YOUR GOAL: Give back exactly the lines that run from the line containing "(format x=115, y=414)" through the end of the listing below. Leave out every other line.
───── EXTRACTED ENTRIES ─────
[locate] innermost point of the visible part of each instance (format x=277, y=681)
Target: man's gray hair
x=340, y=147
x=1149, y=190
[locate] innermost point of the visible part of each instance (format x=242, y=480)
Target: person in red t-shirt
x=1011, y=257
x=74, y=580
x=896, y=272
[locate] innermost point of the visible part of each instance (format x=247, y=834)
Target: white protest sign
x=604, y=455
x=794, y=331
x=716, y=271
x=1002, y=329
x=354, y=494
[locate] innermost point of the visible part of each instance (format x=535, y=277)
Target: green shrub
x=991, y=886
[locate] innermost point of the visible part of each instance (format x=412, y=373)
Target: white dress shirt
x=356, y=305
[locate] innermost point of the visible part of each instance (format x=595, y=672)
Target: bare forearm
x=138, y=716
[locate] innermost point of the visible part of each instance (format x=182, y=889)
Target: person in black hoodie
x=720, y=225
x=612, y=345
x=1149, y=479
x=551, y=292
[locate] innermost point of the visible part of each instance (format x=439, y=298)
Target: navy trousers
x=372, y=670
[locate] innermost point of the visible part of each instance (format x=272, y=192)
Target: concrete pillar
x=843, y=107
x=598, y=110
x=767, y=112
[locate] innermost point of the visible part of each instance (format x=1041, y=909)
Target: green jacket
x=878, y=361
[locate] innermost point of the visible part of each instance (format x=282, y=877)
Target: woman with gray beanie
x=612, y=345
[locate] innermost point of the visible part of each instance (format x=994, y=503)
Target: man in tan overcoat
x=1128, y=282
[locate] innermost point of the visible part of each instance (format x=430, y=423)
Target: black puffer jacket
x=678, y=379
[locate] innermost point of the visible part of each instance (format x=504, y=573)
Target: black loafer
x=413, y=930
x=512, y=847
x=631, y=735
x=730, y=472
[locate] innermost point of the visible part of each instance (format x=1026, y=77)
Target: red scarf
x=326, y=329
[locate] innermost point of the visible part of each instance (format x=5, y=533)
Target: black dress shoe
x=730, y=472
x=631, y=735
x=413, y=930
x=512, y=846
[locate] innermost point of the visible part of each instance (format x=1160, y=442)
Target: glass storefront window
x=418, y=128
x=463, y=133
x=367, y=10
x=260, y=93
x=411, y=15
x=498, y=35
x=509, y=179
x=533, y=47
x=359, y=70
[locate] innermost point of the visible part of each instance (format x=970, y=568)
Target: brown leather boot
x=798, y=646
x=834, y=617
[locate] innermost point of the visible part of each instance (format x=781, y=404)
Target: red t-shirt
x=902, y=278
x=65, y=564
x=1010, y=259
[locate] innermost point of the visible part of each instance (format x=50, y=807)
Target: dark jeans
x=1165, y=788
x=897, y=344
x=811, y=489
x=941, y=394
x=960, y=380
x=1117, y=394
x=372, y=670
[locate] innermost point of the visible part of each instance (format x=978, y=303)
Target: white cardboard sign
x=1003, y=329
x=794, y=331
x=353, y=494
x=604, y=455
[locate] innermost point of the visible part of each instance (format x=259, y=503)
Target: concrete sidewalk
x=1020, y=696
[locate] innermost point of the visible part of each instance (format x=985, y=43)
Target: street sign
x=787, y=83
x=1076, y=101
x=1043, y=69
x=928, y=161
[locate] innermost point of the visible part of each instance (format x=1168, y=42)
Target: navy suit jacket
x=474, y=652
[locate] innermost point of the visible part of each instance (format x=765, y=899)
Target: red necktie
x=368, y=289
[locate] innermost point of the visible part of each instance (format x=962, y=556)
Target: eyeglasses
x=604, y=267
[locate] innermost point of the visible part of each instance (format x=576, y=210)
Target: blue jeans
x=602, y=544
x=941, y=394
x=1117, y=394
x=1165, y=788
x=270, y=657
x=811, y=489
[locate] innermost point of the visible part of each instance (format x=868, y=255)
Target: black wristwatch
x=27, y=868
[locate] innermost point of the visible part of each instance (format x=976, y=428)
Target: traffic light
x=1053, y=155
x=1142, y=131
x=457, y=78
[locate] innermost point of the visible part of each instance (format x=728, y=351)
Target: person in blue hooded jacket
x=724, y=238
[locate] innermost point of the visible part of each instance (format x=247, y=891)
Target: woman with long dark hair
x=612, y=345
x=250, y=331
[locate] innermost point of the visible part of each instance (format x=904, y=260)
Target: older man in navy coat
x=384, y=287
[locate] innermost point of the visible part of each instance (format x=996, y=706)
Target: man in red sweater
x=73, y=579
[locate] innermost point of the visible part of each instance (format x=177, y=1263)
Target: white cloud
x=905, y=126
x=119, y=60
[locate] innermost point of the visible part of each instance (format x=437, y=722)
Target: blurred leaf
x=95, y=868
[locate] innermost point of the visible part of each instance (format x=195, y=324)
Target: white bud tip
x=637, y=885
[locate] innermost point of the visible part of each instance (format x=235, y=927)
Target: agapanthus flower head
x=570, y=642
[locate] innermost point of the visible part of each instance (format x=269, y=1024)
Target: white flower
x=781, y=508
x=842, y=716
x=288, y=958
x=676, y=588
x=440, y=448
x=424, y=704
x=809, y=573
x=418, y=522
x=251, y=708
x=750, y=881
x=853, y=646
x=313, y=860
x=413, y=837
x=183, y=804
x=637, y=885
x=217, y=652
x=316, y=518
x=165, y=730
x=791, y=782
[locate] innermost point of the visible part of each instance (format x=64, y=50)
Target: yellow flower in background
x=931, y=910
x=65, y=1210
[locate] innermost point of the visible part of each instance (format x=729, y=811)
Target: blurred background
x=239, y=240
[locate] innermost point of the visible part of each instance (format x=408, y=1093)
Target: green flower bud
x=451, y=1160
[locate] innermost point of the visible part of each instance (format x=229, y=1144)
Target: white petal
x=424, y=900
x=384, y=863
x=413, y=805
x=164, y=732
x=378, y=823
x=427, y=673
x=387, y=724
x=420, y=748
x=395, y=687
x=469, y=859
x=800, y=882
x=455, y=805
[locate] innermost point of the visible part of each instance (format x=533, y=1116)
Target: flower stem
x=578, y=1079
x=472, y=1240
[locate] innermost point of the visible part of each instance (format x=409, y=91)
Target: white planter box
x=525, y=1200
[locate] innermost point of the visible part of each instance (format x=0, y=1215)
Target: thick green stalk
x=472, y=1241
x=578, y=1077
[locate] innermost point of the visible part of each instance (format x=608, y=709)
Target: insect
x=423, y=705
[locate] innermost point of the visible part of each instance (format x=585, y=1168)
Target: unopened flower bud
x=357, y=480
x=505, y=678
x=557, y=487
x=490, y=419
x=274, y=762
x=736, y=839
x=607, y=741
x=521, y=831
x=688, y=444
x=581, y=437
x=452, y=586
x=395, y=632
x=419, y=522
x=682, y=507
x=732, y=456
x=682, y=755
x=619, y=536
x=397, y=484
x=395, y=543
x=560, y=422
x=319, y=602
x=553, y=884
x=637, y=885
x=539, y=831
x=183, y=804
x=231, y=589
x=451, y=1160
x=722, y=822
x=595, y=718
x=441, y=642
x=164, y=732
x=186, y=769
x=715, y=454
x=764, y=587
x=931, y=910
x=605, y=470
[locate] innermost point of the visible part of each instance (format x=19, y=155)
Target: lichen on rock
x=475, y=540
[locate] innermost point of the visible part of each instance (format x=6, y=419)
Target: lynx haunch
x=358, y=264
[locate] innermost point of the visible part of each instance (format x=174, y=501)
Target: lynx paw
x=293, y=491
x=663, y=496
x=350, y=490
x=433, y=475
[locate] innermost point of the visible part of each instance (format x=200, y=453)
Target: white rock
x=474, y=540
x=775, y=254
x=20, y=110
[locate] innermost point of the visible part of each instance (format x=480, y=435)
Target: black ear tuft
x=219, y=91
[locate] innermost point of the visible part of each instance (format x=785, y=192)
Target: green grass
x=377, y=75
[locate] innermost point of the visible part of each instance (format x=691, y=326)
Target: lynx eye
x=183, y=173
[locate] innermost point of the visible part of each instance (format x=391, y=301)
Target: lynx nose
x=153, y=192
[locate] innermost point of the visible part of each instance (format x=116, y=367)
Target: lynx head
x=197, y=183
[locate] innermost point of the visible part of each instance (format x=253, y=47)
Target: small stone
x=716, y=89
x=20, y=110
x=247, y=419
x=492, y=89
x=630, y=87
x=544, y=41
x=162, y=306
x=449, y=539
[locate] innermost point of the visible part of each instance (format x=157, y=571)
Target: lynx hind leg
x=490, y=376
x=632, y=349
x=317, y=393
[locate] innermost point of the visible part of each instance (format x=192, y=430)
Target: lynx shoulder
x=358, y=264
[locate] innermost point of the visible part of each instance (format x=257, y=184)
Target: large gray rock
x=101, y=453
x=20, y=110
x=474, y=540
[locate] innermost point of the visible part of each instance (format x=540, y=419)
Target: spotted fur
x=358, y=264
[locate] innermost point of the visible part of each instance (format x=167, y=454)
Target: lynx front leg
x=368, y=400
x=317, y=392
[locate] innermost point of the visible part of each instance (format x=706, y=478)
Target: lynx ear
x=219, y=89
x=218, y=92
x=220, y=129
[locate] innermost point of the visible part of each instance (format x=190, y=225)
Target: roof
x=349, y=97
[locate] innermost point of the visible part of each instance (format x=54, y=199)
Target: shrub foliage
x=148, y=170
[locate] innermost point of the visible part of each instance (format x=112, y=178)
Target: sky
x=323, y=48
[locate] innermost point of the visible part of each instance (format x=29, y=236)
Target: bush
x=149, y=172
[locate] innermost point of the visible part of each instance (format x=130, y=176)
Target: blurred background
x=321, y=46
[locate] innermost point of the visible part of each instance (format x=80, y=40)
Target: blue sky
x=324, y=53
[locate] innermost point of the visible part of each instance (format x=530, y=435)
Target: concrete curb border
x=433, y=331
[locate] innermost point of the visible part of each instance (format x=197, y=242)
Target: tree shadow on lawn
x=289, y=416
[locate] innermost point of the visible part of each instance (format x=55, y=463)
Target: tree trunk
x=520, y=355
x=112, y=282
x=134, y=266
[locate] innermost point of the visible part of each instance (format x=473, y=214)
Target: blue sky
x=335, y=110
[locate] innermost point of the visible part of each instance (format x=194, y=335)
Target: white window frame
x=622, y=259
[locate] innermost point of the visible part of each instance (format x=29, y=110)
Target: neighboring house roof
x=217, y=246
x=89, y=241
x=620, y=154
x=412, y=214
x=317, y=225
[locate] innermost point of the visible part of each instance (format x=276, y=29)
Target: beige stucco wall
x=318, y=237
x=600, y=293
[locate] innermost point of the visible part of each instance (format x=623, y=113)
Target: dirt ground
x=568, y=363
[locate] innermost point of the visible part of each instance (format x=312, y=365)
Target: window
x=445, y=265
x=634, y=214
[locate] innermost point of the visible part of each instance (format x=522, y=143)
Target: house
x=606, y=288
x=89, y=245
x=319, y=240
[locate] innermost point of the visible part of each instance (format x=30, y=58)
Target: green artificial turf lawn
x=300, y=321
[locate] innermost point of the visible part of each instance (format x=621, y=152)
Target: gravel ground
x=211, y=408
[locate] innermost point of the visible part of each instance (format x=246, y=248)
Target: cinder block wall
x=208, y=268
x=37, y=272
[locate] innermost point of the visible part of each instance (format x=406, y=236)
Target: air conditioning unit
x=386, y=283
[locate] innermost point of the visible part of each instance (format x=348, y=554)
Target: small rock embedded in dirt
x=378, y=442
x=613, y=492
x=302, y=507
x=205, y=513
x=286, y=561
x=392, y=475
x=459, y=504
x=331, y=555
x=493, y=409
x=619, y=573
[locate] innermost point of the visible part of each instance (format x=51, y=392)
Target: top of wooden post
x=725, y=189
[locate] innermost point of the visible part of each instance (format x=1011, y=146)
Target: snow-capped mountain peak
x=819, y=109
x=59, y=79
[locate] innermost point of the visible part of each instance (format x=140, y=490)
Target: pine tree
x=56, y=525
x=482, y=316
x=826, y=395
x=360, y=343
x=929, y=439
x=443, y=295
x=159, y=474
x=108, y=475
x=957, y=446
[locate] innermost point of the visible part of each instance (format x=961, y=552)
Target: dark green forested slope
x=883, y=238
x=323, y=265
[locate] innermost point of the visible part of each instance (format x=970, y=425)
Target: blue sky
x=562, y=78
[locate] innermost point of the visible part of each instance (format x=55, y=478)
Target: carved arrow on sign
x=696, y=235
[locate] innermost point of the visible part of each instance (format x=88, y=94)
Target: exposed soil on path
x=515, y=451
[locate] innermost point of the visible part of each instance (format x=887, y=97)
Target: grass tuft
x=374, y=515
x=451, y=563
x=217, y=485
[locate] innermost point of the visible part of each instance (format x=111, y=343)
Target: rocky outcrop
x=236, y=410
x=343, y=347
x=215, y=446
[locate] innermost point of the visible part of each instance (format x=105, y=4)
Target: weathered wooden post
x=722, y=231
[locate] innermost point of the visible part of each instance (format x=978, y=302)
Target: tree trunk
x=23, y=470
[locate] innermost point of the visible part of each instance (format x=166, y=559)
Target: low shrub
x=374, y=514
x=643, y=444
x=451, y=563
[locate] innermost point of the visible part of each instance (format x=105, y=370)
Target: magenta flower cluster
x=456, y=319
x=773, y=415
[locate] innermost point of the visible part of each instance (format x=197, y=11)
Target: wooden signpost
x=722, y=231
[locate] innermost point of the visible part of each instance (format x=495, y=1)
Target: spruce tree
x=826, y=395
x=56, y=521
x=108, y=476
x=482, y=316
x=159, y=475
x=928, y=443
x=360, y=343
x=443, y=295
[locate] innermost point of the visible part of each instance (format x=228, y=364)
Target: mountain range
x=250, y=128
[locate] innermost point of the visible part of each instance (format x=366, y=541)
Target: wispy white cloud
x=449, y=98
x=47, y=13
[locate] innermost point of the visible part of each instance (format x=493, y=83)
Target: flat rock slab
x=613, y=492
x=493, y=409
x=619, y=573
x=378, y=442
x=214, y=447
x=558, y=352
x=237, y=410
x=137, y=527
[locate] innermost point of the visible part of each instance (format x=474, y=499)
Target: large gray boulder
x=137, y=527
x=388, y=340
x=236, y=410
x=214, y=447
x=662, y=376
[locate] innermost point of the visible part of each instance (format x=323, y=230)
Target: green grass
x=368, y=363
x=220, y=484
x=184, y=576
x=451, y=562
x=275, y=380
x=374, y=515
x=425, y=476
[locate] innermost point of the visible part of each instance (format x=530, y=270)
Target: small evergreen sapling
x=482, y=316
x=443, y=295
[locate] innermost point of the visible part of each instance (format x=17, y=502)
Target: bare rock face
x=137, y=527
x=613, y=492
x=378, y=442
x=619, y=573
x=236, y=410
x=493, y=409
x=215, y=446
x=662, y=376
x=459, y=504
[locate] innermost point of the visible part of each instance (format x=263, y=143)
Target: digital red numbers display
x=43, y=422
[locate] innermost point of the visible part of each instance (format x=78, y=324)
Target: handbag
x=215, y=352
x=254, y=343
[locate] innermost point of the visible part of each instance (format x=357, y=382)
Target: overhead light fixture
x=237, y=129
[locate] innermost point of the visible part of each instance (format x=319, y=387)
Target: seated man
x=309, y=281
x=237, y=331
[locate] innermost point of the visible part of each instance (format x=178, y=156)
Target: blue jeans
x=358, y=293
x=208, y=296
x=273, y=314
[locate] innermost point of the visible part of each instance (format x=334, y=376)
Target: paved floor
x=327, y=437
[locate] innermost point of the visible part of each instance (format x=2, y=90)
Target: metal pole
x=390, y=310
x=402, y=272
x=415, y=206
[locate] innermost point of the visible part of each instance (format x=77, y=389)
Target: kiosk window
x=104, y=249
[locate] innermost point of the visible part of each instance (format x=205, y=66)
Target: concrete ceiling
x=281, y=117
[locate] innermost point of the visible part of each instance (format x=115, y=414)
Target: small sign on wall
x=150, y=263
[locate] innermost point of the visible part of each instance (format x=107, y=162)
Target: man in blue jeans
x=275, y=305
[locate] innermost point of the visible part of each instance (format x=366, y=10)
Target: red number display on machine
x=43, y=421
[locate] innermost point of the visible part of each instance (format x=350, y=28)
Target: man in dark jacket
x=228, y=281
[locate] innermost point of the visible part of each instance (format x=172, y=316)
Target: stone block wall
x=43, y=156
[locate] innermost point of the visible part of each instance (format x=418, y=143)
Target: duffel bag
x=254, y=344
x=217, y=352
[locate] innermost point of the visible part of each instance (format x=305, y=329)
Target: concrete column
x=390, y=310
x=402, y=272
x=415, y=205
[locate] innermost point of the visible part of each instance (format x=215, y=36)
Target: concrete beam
─────
EXPECTED ANSWER:
[locate] innermost point of the visible part of each instance (format x=115, y=414)
Target: small sign on wall
x=150, y=263
[locate] innermost point of the visible part of each instance (format x=107, y=162)
Target: man in blue jeans
x=275, y=305
[locate] innermost point of the visible part of each instance (format x=366, y=10)
Target: red number display on machine
x=43, y=421
[locate] innermost point of the visible part of each instance (format x=350, y=28)
Target: man in dark jacket
x=228, y=281
[locate] innermost point of the visible part of each instance (format x=172, y=316)
Target: stone block wall
x=43, y=156
[locate] innermost point of the visible part of each instance (format x=418, y=143)
Target: duffel bag
x=254, y=344
x=217, y=352
[locate] innermost point of the visible part of each instance (format x=305, y=329)
Target: concrete column
x=390, y=310
x=402, y=272
x=415, y=205
[locate] innermost point of the visible part of each instance (format x=215, y=36)
Target: concrete beam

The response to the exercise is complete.